#### PASSAGE

The effect of ECTR on lithium elimination from other body compartments is less often reported, but the decrease of lithium concentration in red blood cells (71,167,172) and cerebrospinal fluid (111,149,193) seems to parallel that from the serum. In one report, ECTR did not seem to reduce endogenous renal elimination (18). Like other small solutes (e.g., urea), there is evidence that maximizing blood flow (128,185,193), increasing effluent flow (105,128), and using a high-efficiency dialyzer (149) improve lithium clearance during ECTR.

Averaged clearance parameters (Table 5) and kinetic grading of individual patients (Table 6) confirm the high dialyzability for lithium. This is substantiated by a large number of reports where systematic measurements and correct calculations were performed, including several where lithium removal was quantified in effluent/dialysate, the preferred method for assessing dialyzability (2,206). According to the dialyzability criteria in Supplemental Table 2, the workgroup agreed that lithium was dialyzable (level of evidence=A).

Table 6:
Kinetic grading for individual patients

Lithium Rebound

Lithium rebound is defined as an increase in [Li+] observed after ECTR cessation. This phenomenon may be caused by either a redistribution of lithium from deeper compartments/red blood cells to the plasma or by ongoing absorption from the gastrointestinal tract. Postredistribution lithium rebound characteristically occurs after high-efficiency techniques; the rise in [Li+] is maximal after 6–12 hours (reaching 0.5–1.0 mEq/L) (18,47,64,70,79,89,110,111,207) and not associated with recurrent symptoms as lithium moves away from the toxic compartment (56). By contrast, rebound from ongoing absorption can occur in poisonings from extended-release formulations or patients with decreased gastrointestinal motility; they can be noticeably much greater in extent (16,68,71,72,87,91,152,178) and may be associated with recurrence of symptoms or clinical deterioration, because the absorbed drug will ultimately distribute into the CNS and other tissues. In every reported patient with lithium rebound associated with clinical deterioration, the rise was attributed to ongoing absorption of extended-release formulations (16,68,72).


(1) General Statement

We recommend ECTR in patients with severe lithium poisoning (1D).


Poisoning to lithium can be life threatening, and treatment options to prevent or reverse toxic symptoms are limited (Table 7). Lithium is highly dialyzable, and data from the majority of reports showed clinical improvement when ECTR was used. ECTR, such as HD, can reduce the lithium concentration from the blood at a rate exceeding normal kidney clearance by severalfold (even with the addition of aggressive volume expansion), and although unproven, it is also likely to remove it more rapidly from the CNS where toxicity occurs. Despite the absence of randomized clinical trials and the low likelihood that these will ever be conducted, all 27 panel members strongly voted for ECTR in patients with severe lithium poisoning (median vote=9). The benefit of ECTR when lithium poisoning is severe, as defined by any of the conditions below, was deemed to significantly outweigh potential risks, complications, and costs of the procedure.

########
#### RECORD EXTRACTS

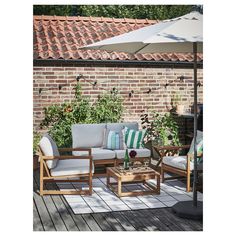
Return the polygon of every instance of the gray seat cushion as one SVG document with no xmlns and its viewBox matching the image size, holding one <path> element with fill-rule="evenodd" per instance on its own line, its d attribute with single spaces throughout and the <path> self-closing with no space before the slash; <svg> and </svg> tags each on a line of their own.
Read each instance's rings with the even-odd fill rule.
<svg viewBox="0 0 236 236">
<path fill-rule="evenodd" d="M 94 173 L 94 166 L 92 169 Z M 68 159 L 59 160 L 57 166 L 51 169 L 52 176 L 77 175 L 89 173 L 89 160 Z"/>
<path fill-rule="evenodd" d="M 163 163 L 181 170 L 187 169 L 187 156 L 165 156 Z M 193 170 L 193 162 L 190 161 L 190 170 Z"/>
<path fill-rule="evenodd" d="M 87 156 L 86 151 L 73 151 L 74 156 Z M 110 160 L 116 157 L 116 154 L 112 150 L 102 148 L 92 148 L 93 160 Z"/>
<path fill-rule="evenodd" d="M 73 148 L 101 147 L 106 124 L 72 125 Z"/>
<path fill-rule="evenodd" d="M 107 128 L 109 130 L 114 130 L 120 132 L 124 127 L 128 127 L 129 129 L 138 130 L 137 122 L 126 122 L 126 123 L 107 123 Z"/>
<path fill-rule="evenodd" d="M 136 157 L 150 157 L 151 156 L 151 151 L 147 148 L 140 148 L 140 149 L 128 149 L 130 152 L 131 150 L 135 150 L 137 152 Z M 116 153 L 116 158 L 117 159 L 124 159 L 125 157 L 125 150 L 114 150 Z"/>
<path fill-rule="evenodd" d="M 39 146 L 44 156 L 60 156 L 56 143 L 53 141 L 49 134 L 44 134 L 39 142 Z M 58 160 L 46 161 L 49 169 L 55 168 Z"/>
</svg>

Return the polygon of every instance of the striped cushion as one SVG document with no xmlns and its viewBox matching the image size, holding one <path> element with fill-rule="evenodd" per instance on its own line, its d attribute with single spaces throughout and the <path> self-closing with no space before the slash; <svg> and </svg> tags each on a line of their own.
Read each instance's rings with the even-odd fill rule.
<svg viewBox="0 0 236 236">
<path fill-rule="evenodd" d="M 105 129 L 102 147 L 111 150 L 124 149 L 122 132 Z"/>
<path fill-rule="evenodd" d="M 146 130 L 136 131 L 125 127 L 123 133 L 127 148 L 143 148 L 143 138 Z"/>
</svg>

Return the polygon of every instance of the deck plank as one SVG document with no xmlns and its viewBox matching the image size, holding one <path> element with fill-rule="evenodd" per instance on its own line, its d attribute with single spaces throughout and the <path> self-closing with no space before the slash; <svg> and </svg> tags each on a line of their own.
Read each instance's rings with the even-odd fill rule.
<svg viewBox="0 0 236 236">
<path fill-rule="evenodd" d="M 155 214 L 153 214 L 151 211 L 145 209 L 141 212 L 146 216 L 147 219 L 149 219 L 150 223 L 155 225 L 159 231 L 170 231 L 170 228 L 164 224 L 161 219 L 159 219 Z"/>
<path fill-rule="evenodd" d="M 102 229 L 99 227 L 99 225 L 91 214 L 82 214 L 82 217 L 84 218 L 84 220 L 92 231 L 102 231 Z"/>
<path fill-rule="evenodd" d="M 123 211 L 121 214 L 135 227 L 137 231 L 149 231 L 134 211 Z"/>
<path fill-rule="evenodd" d="M 39 176 L 36 174 L 36 183 L 39 187 Z M 47 188 L 50 189 L 50 184 L 47 184 Z M 65 208 L 65 205 L 64 203 L 61 201 L 60 197 L 58 195 L 51 195 L 51 196 L 43 196 L 42 197 L 48 208 L 50 208 L 50 211 L 53 212 L 53 207 L 52 207 L 52 204 L 54 205 L 54 207 L 56 208 L 57 210 L 57 216 L 55 216 L 54 214 L 51 215 L 51 217 L 54 218 L 54 220 L 57 222 L 57 227 L 59 227 L 58 223 L 62 224 L 59 228 L 60 228 L 60 231 L 62 231 L 62 229 L 65 231 L 65 230 L 68 230 L 68 231 L 78 231 L 78 227 L 76 226 L 73 218 L 70 216 L 70 214 L 68 213 L 67 209 Z M 49 200 L 51 199 L 51 200 Z M 49 212 L 50 212 L 49 211 Z M 59 218 L 60 217 L 60 218 Z M 56 219 L 55 219 L 56 218 Z M 61 221 L 59 221 L 59 219 L 61 219 Z M 58 222 L 59 221 L 59 222 Z"/>
<path fill-rule="evenodd" d="M 157 214 L 159 218 L 161 218 L 165 224 L 170 228 L 172 231 L 183 231 L 183 227 L 179 224 L 179 221 L 176 220 L 176 216 L 169 214 L 166 209 L 152 209 L 151 212 Z"/>
<path fill-rule="evenodd" d="M 36 180 L 35 182 L 36 182 L 37 187 L 39 188 L 38 181 Z M 51 196 L 46 195 L 46 196 L 43 196 L 42 198 L 43 198 L 44 203 L 48 209 L 48 212 L 51 216 L 51 219 L 54 223 L 56 230 L 57 231 L 67 231 L 67 228 L 65 227 L 65 224 L 64 224 Z"/>
<path fill-rule="evenodd" d="M 48 188 L 50 189 L 59 189 L 55 183 L 48 184 Z M 83 219 L 81 215 L 75 215 L 72 211 L 71 207 L 69 206 L 68 202 L 65 200 L 63 195 L 58 196 L 63 204 L 65 205 L 65 208 L 69 212 L 70 216 L 73 218 L 75 224 L 77 225 L 79 231 L 91 231 L 89 226 L 87 225 L 86 221 Z"/>
<path fill-rule="evenodd" d="M 135 231 L 134 226 L 121 214 L 121 212 L 111 212 L 111 215 L 122 225 L 126 231 Z"/>
</svg>

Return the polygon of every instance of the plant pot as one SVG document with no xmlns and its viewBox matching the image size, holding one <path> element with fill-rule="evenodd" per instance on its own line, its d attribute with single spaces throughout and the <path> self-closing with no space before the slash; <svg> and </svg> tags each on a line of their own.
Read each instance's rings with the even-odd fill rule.
<svg viewBox="0 0 236 236">
<path fill-rule="evenodd" d="M 37 170 L 39 168 L 39 156 L 33 155 L 33 170 Z"/>
<path fill-rule="evenodd" d="M 184 109 L 185 109 L 185 106 L 184 106 L 184 105 L 177 105 L 177 106 L 176 106 L 176 113 L 178 113 L 178 114 L 184 114 Z"/>
</svg>

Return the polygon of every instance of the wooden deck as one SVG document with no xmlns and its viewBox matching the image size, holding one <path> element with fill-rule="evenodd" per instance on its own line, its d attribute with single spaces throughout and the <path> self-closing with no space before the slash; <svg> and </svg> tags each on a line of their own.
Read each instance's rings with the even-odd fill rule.
<svg viewBox="0 0 236 236">
<path fill-rule="evenodd" d="M 171 208 L 75 215 L 63 196 L 41 197 L 34 172 L 34 231 L 202 231 L 202 221 L 177 217 Z M 56 188 L 51 185 L 49 188 Z"/>
</svg>

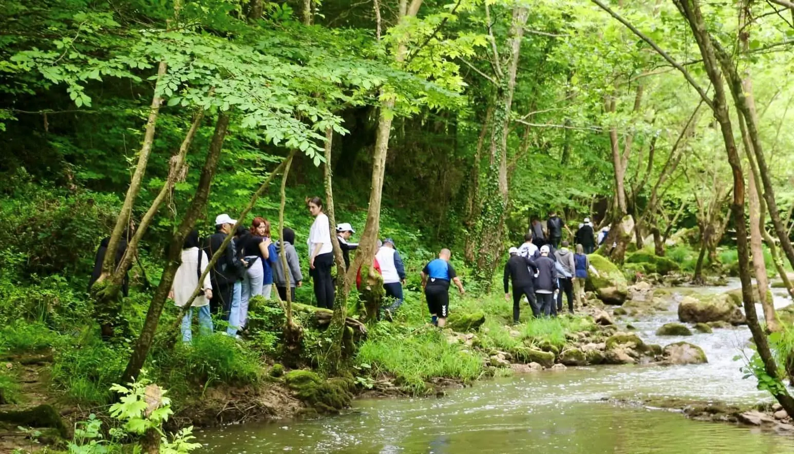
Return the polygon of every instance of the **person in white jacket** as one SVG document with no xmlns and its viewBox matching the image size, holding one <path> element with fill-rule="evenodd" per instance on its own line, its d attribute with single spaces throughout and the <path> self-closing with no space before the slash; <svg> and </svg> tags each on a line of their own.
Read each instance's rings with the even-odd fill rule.
<svg viewBox="0 0 794 454">
<path fill-rule="evenodd" d="M 174 300 L 174 304 L 183 307 L 187 303 L 198 284 L 201 276 L 209 260 L 206 253 L 198 248 L 198 233 L 193 230 L 185 238 L 182 248 L 182 264 L 176 270 L 174 283 L 171 287 L 168 297 Z M 210 299 L 212 298 L 212 283 L 210 282 L 210 274 L 207 273 L 201 286 L 202 293 L 193 300 L 193 304 L 187 310 L 187 314 L 182 319 L 182 340 L 190 343 L 193 338 L 191 325 L 193 321 L 193 308 L 198 310 L 198 326 L 202 334 L 212 333 L 212 316 L 210 311 Z"/>
</svg>

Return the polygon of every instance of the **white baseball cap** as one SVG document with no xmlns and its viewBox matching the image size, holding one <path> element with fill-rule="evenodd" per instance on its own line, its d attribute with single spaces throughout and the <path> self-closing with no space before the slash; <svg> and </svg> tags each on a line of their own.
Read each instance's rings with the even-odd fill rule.
<svg viewBox="0 0 794 454">
<path fill-rule="evenodd" d="M 341 224 L 337 224 L 337 232 L 348 232 L 348 231 L 353 232 L 353 233 L 356 233 L 356 231 L 353 229 L 353 225 L 351 225 L 349 222 L 342 222 Z"/>
<path fill-rule="evenodd" d="M 229 217 L 228 214 L 224 213 L 223 214 L 218 214 L 215 217 L 215 225 L 220 225 L 222 224 L 237 224 L 237 221 Z"/>
</svg>

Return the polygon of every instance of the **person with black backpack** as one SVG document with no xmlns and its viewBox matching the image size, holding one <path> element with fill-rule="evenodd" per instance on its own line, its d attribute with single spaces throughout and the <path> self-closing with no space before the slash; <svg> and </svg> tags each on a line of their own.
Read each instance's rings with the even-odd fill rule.
<svg viewBox="0 0 794 454">
<path fill-rule="evenodd" d="M 174 300 L 177 307 L 183 307 L 193 295 L 198 285 L 198 279 L 206 269 L 209 263 L 206 253 L 198 248 L 198 232 L 193 230 L 187 234 L 182 247 L 182 264 L 174 275 L 168 298 Z M 202 335 L 212 333 L 212 315 L 210 313 L 210 300 L 213 297 L 212 280 L 210 275 L 204 277 L 201 286 L 202 293 L 193 300 L 187 314 L 182 319 L 182 340 L 189 344 L 193 338 L 191 325 L 193 323 L 193 308 L 198 310 L 198 326 Z"/>
</svg>

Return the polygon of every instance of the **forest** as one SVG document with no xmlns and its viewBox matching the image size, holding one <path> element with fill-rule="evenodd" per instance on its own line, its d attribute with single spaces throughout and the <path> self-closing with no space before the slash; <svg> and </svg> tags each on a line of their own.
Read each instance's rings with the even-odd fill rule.
<svg viewBox="0 0 794 454">
<path fill-rule="evenodd" d="M 630 304 L 646 283 L 657 298 L 736 283 L 730 315 L 690 317 L 681 302 L 680 321 L 741 325 L 753 347 L 735 368 L 794 414 L 794 310 L 777 304 L 794 298 L 794 3 L 3 6 L 2 448 L 200 452 L 192 426 L 295 416 L 292 402 L 336 414 L 511 363 L 661 360 L 610 351 L 621 313 L 658 309 Z M 315 196 L 358 243 L 346 266 L 331 235 L 332 310 L 308 277 Z M 589 259 L 599 278 L 576 314 L 525 310 L 511 325 L 508 249 L 553 213 L 572 250 L 585 217 L 608 229 Z M 266 218 L 274 240 L 292 229 L 304 279 L 295 301 L 252 298 L 242 339 L 215 314 L 215 333 L 185 344 L 169 292 L 191 232 L 209 237 L 222 214 Z M 407 274 L 393 321 L 377 317 L 371 267 L 386 238 Z M 90 286 L 103 239 L 126 247 Z M 466 292 L 450 290 L 444 330 L 427 323 L 420 277 L 441 248 Z M 376 284 L 359 291 L 358 273 Z"/>
</svg>

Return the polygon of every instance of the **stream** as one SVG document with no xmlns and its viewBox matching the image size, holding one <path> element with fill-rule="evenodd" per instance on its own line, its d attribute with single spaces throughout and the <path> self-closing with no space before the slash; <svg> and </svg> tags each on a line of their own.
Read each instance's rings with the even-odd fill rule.
<svg viewBox="0 0 794 454">
<path fill-rule="evenodd" d="M 698 288 L 725 291 L 739 287 Z M 684 289 L 681 289 L 684 290 Z M 687 289 L 686 291 L 692 291 Z M 775 306 L 791 303 L 773 290 Z M 742 379 L 750 337 L 746 326 L 712 334 L 657 337 L 676 321 L 670 310 L 631 321 L 640 337 L 662 346 L 686 340 L 700 345 L 708 364 L 688 366 L 599 366 L 544 371 L 485 380 L 441 398 L 354 401 L 347 413 L 307 421 L 228 425 L 197 434 L 203 453 L 295 452 L 794 452 L 794 437 L 733 424 L 691 421 L 676 412 L 619 405 L 610 398 L 648 397 L 770 401 L 753 379 Z M 761 314 L 760 306 L 757 308 Z M 621 328 L 624 324 L 619 324 Z"/>
</svg>

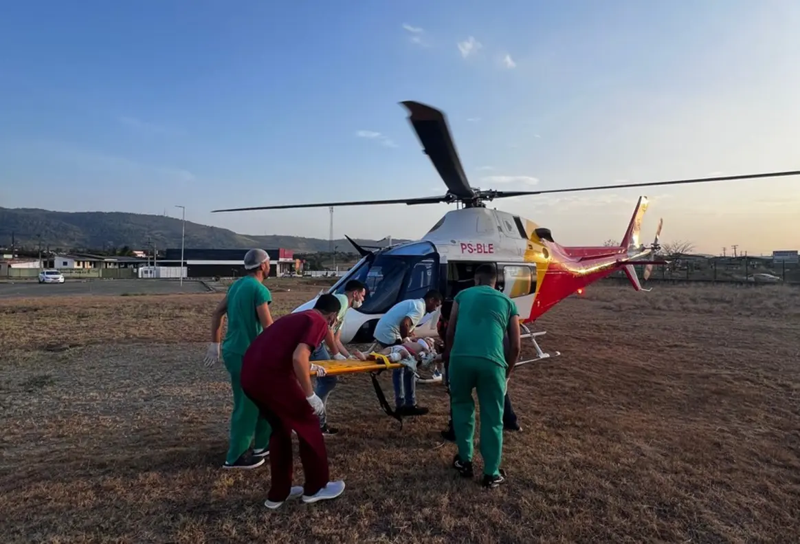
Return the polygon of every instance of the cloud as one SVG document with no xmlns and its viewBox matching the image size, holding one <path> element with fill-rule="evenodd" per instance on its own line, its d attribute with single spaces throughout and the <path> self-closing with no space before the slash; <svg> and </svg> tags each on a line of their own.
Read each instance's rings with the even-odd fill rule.
<svg viewBox="0 0 800 544">
<path fill-rule="evenodd" d="M 486 183 L 524 183 L 526 185 L 536 185 L 539 180 L 531 176 L 486 176 L 481 178 L 482 182 Z"/>
<path fill-rule="evenodd" d="M 482 44 L 476 40 L 474 36 L 470 36 L 463 42 L 459 42 L 456 45 L 458 46 L 458 50 L 461 51 L 461 56 L 464 58 L 466 58 L 470 54 L 474 54 L 479 49 L 483 47 Z"/>
<path fill-rule="evenodd" d="M 407 22 L 403 23 L 403 30 L 408 33 L 408 39 L 412 43 L 416 43 L 419 46 L 426 46 L 428 44 L 424 39 L 425 30 L 420 26 L 412 26 Z"/>
<path fill-rule="evenodd" d="M 366 138 L 368 140 L 375 140 L 378 142 L 384 147 L 397 147 L 398 145 L 394 143 L 390 138 L 384 136 L 380 132 L 375 132 L 374 130 L 358 130 L 355 135 L 358 138 Z"/>
<path fill-rule="evenodd" d="M 175 128 L 174 126 L 158 125 L 156 123 L 148 122 L 146 121 L 142 121 L 142 119 L 137 118 L 135 117 L 130 117 L 128 115 L 118 116 L 117 122 L 128 127 L 129 129 L 132 129 L 134 130 L 137 130 L 139 132 L 146 132 L 154 134 L 183 134 L 183 130 Z"/>
<path fill-rule="evenodd" d="M 81 170 L 102 173 L 109 176 L 180 184 L 197 180 L 197 176 L 183 168 L 142 162 L 69 144 L 43 143 L 42 150 L 47 154 L 65 162 L 70 162 Z"/>
</svg>

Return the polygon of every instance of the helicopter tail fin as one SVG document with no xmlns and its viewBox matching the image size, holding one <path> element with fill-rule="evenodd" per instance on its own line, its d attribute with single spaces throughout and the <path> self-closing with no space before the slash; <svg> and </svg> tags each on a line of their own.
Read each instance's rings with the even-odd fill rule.
<svg viewBox="0 0 800 544">
<path fill-rule="evenodd" d="M 631 246 L 634 247 L 639 246 L 641 243 L 639 241 L 639 234 L 642 230 L 642 218 L 644 217 L 646 211 L 647 211 L 647 197 L 639 197 L 638 202 L 636 202 L 636 208 L 634 209 L 634 215 L 630 218 L 630 222 L 628 223 L 628 229 L 625 231 L 625 236 L 622 237 L 620 246 L 626 249 L 630 248 Z"/>
</svg>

########

List every measure that the passage on lithium poisoning says improves lithium clearance during ECTR. None of the data is needed for the task that comes next.

→ **TASK OUTPUT**:
- Maximizing blood flow
- Increasing effluent flow
- Using a high-efficiency dialyzer